WHAT YOU HAVE TO DO. Using the material below, set down only the line containing "Category: parked car row" and the lines after it, unchanged.

SUPPLIED INFORMATION.
^^^^^^^^^^^^^^^^

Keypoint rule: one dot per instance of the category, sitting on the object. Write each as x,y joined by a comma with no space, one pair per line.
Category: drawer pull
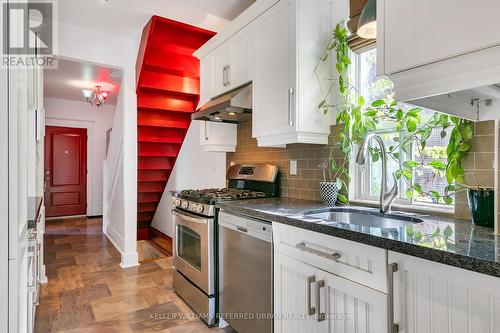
310,309
321,315
332,256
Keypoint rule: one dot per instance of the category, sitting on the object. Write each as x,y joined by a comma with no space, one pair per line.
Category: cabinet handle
290,115
332,256
393,327
310,309
321,315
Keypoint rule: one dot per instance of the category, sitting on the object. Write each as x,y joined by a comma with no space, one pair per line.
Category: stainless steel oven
194,262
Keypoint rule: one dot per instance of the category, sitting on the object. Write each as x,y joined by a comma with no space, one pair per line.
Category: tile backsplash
305,185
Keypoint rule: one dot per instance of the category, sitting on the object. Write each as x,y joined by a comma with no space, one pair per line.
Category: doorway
65,171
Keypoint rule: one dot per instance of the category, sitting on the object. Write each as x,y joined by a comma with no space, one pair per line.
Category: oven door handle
194,219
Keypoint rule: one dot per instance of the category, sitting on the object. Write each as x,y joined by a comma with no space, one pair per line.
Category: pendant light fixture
367,24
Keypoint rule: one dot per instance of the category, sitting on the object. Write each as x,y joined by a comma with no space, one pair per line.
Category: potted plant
481,201
355,120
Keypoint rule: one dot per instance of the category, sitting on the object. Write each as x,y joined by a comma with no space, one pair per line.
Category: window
366,183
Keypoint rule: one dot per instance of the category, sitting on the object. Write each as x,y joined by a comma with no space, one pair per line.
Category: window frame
359,189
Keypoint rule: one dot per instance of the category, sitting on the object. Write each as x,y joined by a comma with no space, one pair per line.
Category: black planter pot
481,204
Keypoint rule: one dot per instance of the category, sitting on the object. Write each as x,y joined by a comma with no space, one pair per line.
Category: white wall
68,113
194,169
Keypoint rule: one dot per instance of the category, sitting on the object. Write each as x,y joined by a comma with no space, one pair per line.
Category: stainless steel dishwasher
245,273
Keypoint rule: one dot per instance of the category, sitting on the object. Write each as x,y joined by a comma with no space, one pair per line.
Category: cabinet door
350,307
293,296
273,91
435,298
242,57
426,31
218,137
206,79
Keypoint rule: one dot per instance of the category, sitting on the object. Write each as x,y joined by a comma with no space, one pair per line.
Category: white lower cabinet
308,299
434,298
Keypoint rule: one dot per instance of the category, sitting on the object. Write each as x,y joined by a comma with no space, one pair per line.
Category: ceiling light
367,24
95,97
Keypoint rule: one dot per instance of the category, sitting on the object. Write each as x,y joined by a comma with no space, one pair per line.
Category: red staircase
167,94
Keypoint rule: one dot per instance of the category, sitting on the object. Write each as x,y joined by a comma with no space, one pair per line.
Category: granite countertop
448,241
34,205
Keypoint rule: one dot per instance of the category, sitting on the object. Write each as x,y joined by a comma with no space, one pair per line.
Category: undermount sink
360,217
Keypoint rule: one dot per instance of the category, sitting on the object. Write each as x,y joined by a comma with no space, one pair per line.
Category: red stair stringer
168,86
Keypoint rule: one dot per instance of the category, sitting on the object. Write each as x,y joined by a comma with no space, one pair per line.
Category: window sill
408,208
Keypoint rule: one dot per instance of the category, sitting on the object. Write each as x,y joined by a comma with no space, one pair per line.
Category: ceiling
71,77
128,17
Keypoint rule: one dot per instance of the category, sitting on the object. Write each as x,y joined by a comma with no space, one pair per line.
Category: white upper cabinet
440,55
217,137
435,298
242,49
290,39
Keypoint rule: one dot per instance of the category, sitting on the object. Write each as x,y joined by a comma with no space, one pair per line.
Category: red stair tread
159,134
167,94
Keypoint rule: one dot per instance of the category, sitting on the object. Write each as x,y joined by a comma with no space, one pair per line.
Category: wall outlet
293,167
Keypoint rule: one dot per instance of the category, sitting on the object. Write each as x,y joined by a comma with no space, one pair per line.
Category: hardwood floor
88,292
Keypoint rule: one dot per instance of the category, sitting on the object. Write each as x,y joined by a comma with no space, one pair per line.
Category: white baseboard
128,259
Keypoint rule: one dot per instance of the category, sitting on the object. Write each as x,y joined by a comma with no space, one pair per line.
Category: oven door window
189,246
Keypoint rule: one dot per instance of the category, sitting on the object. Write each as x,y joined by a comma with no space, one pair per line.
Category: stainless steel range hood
234,106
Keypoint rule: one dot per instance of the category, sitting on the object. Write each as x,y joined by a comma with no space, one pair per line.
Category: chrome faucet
386,197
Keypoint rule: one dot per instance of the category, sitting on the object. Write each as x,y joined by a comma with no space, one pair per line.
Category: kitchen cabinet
310,295
434,298
217,137
451,59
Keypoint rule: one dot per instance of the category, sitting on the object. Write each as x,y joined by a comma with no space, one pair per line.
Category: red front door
65,171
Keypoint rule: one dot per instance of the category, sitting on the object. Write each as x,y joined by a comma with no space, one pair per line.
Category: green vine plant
356,119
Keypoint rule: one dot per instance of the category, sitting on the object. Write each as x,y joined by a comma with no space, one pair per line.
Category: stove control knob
198,209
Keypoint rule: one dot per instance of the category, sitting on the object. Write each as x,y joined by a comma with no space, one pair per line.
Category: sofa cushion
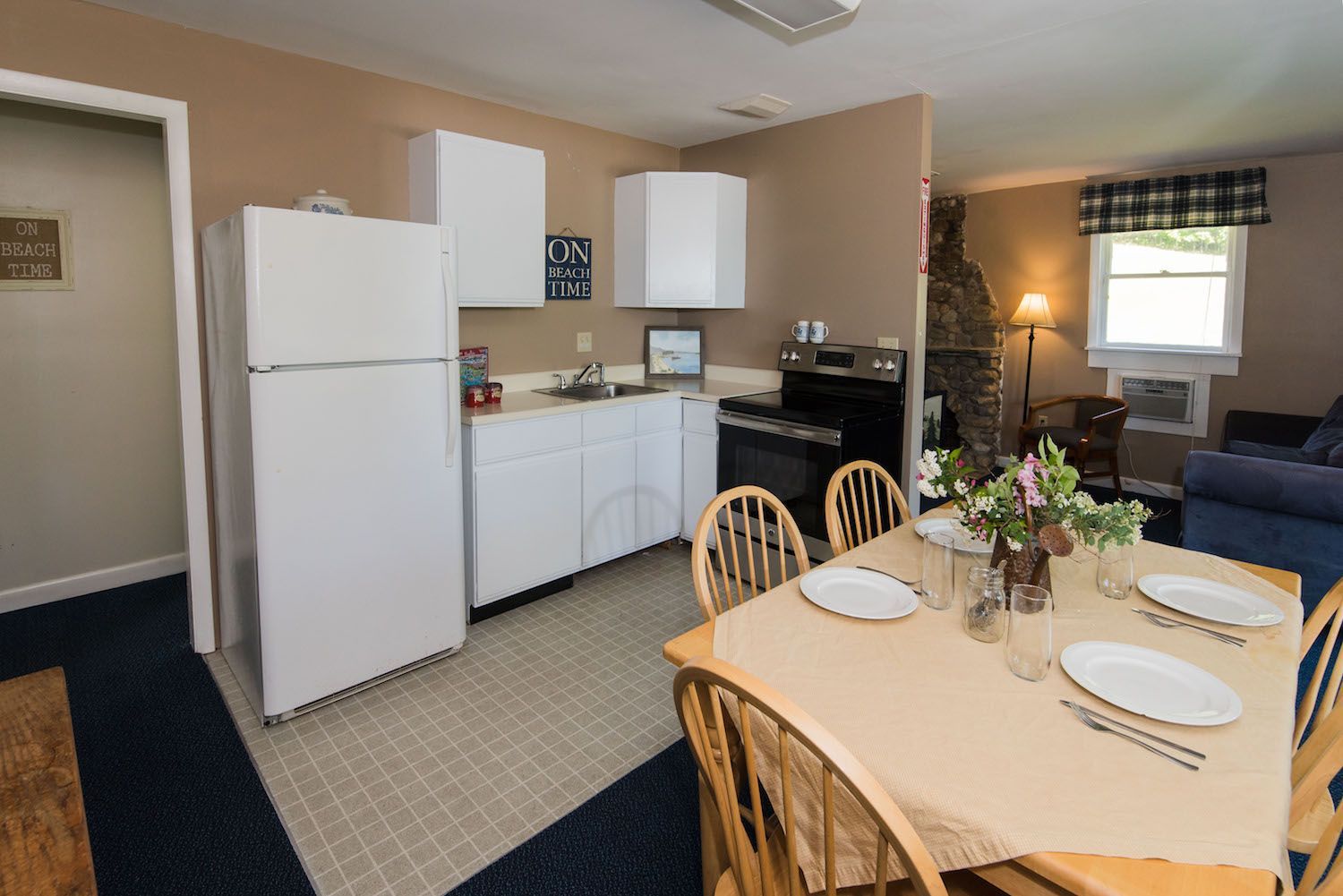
1275,452
1329,434
1335,457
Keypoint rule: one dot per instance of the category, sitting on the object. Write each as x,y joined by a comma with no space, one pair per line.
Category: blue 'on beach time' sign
569,268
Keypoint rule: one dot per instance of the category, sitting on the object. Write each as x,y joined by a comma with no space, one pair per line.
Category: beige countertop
524,405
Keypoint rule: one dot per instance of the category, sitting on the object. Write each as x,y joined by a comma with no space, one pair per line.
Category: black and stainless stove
837,403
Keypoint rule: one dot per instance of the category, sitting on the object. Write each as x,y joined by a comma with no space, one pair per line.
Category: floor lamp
1033,311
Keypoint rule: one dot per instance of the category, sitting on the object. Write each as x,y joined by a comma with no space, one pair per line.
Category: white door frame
172,115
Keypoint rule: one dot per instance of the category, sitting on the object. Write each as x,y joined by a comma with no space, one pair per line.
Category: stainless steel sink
598,392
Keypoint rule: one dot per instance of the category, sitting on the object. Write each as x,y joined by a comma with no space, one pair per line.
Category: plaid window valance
1213,199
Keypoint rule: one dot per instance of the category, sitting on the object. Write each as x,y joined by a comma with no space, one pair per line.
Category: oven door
790,460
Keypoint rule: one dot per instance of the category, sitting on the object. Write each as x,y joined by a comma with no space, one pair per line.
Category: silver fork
1096,726
1166,622
913,584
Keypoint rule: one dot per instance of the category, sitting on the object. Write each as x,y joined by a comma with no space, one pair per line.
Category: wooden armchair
1093,434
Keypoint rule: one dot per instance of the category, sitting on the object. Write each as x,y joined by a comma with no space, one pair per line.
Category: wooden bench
43,836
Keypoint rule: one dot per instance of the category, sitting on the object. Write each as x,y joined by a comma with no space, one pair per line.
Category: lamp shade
1033,311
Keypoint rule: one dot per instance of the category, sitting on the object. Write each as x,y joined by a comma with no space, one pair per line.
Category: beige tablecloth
988,767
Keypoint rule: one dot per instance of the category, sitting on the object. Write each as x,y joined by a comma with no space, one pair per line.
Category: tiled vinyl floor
414,785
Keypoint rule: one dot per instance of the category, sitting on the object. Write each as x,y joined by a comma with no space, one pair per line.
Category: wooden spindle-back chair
862,501
1313,766
765,861
736,573
1318,704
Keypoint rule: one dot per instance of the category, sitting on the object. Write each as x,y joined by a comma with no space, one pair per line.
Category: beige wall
269,125
1028,241
832,228
89,405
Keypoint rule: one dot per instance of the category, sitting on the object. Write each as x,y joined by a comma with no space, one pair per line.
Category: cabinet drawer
658,415
700,416
504,440
601,426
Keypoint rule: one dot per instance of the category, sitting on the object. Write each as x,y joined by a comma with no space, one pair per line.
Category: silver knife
1136,731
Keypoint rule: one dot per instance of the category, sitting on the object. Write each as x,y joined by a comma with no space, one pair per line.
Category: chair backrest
740,522
700,688
1313,766
861,503
1092,405
1315,705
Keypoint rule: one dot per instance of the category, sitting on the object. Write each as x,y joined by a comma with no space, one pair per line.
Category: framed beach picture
673,352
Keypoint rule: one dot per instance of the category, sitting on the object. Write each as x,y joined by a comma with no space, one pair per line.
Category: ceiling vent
797,15
757,107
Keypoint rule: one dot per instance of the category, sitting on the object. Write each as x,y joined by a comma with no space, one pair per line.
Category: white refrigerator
335,414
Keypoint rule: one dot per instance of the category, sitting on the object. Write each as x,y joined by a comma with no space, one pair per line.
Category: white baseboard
31,595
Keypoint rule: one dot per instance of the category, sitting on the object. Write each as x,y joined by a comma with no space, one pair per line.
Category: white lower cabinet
700,474
698,464
658,487
526,527
610,506
551,496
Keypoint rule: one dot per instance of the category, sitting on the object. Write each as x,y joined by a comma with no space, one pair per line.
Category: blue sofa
1272,496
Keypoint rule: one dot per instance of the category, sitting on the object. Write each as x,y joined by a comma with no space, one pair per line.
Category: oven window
795,471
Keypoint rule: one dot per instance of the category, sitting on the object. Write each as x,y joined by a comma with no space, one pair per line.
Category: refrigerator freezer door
329,289
359,525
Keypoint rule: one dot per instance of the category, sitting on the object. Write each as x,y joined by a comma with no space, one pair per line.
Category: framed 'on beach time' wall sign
35,250
673,352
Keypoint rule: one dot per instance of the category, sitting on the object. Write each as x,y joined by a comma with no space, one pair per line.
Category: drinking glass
939,581
1115,571
1031,645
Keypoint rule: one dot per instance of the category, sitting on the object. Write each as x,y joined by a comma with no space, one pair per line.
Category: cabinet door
609,501
526,523
682,239
660,487
700,468
494,195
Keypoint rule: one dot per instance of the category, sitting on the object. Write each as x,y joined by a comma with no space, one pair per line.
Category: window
1171,292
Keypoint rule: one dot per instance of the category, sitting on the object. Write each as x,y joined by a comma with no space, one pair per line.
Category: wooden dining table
1044,872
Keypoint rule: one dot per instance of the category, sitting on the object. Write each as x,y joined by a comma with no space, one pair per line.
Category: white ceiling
1023,90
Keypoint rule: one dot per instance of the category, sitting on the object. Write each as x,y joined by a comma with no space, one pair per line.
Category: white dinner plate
947,525
859,593
1211,601
1151,683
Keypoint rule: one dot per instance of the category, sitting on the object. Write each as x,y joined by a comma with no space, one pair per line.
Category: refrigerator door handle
449,268
454,413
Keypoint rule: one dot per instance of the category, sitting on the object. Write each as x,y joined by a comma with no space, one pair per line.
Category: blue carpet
172,799
638,836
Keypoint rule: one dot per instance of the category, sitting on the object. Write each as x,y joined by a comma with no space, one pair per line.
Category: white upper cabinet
680,239
494,195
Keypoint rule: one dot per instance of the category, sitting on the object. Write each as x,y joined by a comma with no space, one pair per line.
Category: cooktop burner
813,408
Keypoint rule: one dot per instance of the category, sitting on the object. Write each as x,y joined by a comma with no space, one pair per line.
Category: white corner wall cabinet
494,195
680,239
550,496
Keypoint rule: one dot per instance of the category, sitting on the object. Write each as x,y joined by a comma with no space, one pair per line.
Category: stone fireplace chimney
964,335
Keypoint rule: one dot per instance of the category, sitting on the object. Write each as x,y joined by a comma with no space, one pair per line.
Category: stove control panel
885,364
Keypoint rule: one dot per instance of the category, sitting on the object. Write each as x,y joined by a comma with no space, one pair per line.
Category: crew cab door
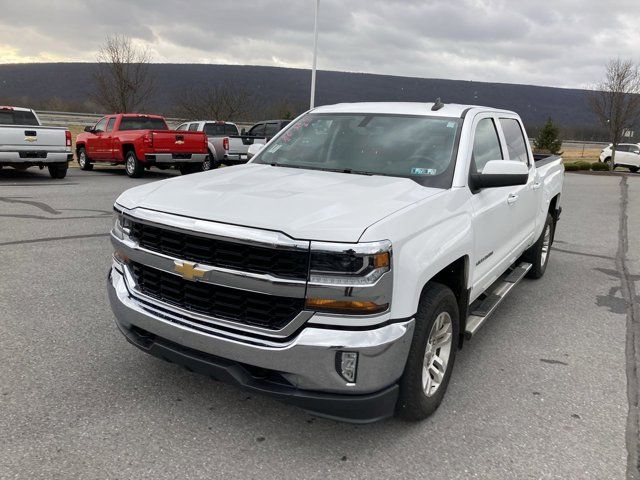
496,224
105,141
524,201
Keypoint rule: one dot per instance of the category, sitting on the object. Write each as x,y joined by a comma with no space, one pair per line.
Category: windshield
17,117
142,123
220,129
417,147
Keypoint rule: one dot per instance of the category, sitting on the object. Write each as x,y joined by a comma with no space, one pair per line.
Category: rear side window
486,144
514,138
257,130
142,123
16,117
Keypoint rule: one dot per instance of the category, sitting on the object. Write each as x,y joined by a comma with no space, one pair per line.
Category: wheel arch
455,276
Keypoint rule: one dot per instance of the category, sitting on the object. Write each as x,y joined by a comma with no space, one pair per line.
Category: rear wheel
83,160
132,165
538,254
209,163
58,170
431,355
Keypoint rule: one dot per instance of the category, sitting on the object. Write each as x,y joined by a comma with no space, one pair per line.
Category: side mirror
254,149
500,173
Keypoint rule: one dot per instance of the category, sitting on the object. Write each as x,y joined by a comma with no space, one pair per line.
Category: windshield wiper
337,170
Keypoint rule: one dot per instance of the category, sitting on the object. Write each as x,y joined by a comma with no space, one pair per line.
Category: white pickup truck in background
25,143
341,269
226,145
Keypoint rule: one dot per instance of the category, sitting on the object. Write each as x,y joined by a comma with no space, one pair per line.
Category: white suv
627,155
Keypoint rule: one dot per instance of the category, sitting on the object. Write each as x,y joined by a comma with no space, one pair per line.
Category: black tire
83,160
413,403
188,168
535,254
58,171
132,165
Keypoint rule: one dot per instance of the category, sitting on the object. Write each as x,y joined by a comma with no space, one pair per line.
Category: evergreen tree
549,138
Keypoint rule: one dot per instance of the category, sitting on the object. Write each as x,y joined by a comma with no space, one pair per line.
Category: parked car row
137,141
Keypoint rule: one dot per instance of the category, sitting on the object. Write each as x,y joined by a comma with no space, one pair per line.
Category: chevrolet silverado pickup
341,268
25,143
140,141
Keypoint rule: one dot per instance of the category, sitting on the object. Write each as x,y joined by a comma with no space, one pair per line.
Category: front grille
220,253
241,306
37,154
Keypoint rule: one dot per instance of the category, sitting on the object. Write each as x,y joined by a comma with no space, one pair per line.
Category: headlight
121,225
349,278
340,264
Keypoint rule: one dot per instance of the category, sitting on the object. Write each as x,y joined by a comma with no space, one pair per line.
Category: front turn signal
345,306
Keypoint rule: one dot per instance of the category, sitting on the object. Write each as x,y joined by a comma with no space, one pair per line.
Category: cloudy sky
556,43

^^^^^^^^^^^^^^^^

RESPONSE TO THE TASK.
Category: parked car row
137,141
Keypoint rule: one dot per instance of the category, sitting on the object. Write each as x,y joined by a comma with no space, one pair per line.
Category: chevrolet silverado pickup
341,268
25,143
140,141
Keypoint rule: one dot per instance of the category, sitting on the object. Write each as x,y joined by a comma with no space, one pair per line.
Category: front grille
220,253
241,306
37,154
Keypoint rule: one dot per instance of the category, sitting on the object. Write each as x,y joined by a comma with no space, one pair per line.
Category: headlight
121,225
349,278
340,264
Keypoint rule: one dot per instance of the category, sitting on the object. Write each as x,y joined by a comma with no space, one pair per line.
Category: front turn signal
345,306
Keypoint rule: one dot per instance of the category, sitting on the object. Write each as x,y joined by a comma with no space, one pair per line.
Category: cloudy sky
556,43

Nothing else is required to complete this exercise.